> [Dataset records]
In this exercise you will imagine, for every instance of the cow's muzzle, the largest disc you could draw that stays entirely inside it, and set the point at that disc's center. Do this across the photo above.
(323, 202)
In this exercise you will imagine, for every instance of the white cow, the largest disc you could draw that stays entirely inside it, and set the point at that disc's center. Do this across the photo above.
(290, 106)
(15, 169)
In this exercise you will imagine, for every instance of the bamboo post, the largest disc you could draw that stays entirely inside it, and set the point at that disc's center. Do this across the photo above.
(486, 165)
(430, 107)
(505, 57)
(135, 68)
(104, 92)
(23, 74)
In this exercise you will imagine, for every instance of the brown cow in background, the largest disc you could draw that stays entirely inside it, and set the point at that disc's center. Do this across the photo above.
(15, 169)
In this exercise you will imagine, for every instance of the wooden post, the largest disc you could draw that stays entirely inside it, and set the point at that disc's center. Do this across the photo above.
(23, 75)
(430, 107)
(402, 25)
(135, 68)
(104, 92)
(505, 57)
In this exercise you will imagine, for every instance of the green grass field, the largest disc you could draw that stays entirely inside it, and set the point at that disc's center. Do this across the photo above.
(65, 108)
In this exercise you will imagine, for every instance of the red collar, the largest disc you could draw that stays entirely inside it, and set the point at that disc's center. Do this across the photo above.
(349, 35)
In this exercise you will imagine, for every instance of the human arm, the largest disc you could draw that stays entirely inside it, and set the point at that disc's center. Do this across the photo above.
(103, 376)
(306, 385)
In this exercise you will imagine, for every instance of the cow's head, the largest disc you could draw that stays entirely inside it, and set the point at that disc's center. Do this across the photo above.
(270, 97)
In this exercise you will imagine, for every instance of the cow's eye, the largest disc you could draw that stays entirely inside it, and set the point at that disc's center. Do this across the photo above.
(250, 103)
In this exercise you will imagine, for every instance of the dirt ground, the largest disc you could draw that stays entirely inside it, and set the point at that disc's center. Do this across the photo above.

> [Task item]
All lines from the one containing "cow's eye, the" through the last line of the data, both included, are to be retyped exactly, and no other line belongs in the answer.

> [Result for this exercise]
In this exercise you will imagine, for every instance of the cow's eye, the largest disc you could draw that stays entirely inside it, and set the point at that disc's center. Do this across the photo above.
(250, 103)
In this exercise you will imagine, for every instance of the dirt ground, the largest disc you could draw that stays entirely inside it, and set the point at that disc's center. Do this across the photo above.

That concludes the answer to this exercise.